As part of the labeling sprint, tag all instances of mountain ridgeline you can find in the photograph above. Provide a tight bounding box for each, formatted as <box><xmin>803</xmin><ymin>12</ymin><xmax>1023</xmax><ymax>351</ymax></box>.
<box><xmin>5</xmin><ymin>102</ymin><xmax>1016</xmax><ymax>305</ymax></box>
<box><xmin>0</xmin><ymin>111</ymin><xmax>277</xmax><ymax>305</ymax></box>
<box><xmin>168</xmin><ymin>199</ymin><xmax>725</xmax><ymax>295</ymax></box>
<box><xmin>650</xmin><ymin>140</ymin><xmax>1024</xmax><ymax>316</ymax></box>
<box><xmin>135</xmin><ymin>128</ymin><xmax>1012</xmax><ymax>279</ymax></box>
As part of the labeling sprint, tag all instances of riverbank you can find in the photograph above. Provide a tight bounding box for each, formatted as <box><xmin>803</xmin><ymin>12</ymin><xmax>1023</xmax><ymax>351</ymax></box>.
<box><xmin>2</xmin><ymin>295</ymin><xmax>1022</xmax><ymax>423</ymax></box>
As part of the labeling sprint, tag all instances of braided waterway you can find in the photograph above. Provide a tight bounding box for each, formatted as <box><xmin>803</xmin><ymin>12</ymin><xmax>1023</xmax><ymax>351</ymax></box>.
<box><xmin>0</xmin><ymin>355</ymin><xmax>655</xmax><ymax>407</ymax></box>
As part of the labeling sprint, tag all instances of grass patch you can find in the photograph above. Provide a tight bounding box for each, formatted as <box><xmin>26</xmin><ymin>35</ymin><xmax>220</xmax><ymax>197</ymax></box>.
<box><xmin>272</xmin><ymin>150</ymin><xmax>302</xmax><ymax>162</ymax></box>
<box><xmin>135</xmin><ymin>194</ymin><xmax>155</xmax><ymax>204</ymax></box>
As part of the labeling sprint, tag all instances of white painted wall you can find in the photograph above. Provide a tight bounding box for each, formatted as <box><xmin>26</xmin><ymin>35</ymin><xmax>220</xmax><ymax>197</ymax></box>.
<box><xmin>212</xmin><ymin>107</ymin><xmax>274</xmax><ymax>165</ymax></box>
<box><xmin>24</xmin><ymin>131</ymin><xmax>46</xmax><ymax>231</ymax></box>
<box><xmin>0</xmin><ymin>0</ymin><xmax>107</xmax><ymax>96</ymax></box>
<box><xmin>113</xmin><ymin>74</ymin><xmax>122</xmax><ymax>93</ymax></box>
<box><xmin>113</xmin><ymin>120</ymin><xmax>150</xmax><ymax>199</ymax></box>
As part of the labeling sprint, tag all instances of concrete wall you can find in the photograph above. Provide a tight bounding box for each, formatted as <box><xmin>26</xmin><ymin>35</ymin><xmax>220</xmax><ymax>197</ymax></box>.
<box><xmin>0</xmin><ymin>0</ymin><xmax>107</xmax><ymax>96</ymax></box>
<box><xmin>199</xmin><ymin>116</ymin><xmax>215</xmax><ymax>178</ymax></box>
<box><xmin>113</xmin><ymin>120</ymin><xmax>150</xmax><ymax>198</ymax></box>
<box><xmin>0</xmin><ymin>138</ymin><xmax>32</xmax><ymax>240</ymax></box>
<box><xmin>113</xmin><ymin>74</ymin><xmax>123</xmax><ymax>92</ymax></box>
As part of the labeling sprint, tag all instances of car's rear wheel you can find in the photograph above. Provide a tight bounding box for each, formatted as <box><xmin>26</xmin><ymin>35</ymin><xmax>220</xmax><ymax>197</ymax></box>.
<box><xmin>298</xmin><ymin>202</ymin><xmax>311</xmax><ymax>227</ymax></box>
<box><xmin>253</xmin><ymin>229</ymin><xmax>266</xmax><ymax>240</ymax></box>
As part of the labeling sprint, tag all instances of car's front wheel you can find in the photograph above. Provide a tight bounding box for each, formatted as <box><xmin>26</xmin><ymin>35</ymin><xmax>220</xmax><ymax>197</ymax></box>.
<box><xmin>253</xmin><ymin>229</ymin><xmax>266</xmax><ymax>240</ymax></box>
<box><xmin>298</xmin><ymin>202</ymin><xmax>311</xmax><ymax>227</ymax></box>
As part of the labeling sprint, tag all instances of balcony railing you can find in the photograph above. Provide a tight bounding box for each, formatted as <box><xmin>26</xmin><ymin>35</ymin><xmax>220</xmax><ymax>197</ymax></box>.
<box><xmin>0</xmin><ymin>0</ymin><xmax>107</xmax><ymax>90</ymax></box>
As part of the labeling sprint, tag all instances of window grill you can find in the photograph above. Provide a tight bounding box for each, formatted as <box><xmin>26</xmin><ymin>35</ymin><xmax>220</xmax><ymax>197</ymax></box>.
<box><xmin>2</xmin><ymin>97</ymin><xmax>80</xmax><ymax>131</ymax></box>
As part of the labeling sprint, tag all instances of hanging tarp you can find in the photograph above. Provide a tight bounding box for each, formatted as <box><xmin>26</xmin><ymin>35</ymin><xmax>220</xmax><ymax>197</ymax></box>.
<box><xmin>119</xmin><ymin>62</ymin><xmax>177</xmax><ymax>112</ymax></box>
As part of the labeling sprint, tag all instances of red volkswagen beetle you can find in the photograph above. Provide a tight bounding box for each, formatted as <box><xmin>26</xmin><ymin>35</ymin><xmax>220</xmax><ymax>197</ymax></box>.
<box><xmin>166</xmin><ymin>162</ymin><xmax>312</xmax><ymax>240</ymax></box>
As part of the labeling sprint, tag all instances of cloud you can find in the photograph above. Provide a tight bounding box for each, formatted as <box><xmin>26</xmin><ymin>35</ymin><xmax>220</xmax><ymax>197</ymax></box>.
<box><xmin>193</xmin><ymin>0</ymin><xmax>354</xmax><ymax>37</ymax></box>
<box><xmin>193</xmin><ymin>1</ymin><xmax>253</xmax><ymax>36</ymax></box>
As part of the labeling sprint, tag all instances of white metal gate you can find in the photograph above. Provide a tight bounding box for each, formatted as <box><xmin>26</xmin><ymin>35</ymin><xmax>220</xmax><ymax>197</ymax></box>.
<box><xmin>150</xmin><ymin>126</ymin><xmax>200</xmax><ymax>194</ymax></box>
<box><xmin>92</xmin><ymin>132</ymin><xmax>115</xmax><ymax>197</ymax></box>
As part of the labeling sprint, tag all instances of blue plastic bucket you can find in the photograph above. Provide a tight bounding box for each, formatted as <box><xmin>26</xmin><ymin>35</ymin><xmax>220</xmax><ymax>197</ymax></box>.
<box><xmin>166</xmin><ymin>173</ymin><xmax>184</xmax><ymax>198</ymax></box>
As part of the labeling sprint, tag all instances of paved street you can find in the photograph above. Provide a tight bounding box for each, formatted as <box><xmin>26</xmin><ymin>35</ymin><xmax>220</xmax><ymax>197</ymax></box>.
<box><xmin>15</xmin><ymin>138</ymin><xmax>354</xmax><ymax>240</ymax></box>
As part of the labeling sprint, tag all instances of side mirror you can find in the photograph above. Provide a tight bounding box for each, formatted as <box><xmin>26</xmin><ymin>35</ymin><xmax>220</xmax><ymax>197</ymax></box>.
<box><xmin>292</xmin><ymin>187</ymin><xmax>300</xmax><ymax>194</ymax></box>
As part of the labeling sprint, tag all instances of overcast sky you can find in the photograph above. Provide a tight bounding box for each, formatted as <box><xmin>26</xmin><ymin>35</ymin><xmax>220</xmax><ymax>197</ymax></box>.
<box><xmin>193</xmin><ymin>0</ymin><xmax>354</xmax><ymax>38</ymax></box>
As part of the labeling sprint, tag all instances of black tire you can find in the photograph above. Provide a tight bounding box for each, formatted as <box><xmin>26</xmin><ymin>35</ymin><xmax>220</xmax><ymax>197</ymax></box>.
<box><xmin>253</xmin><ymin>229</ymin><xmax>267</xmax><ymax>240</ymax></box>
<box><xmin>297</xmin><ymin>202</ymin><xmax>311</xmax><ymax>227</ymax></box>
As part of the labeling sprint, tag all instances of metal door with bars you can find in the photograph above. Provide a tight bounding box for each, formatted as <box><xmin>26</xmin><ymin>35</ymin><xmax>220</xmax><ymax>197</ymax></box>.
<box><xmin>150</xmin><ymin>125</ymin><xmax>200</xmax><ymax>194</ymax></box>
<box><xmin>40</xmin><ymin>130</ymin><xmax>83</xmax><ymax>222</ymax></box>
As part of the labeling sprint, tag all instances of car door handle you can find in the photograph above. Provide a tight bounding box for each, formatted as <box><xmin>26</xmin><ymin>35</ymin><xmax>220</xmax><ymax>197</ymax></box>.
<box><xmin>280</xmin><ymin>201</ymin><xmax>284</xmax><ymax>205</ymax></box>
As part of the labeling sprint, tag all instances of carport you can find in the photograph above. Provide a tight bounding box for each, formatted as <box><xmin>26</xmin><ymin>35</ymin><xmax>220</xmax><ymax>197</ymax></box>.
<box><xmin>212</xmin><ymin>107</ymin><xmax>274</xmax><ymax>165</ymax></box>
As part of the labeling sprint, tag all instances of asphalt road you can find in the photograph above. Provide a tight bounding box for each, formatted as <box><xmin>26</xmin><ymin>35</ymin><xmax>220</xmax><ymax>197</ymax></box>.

--*--

## Exercise prompt
Return the lines from the one containing "As part of the labeling sprint, tag all instances of carport" through the last line of the records. Include both ends and nothing else.

## Final answer
As part of the labeling sprint, tag all instances of carport you can find in the photograph above. Provide a tight bounding box for each, formatted as <box><xmin>26</xmin><ymin>35</ymin><xmax>220</xmax><ymax>197</ymax></box>.
<box><xmin>212</xmin><ymin>107</ymin><xmax>274</xmax><ymax>165</ymax></box>
As part of the labeling sprint, tag all instances of asphalt road you can find in the photograph above. Provide a tight bounding box for each, formatted as <box><xmin>26</xmin><ymin>35</ymin><xmax>220</xmax><ymax>197</ymax></box>.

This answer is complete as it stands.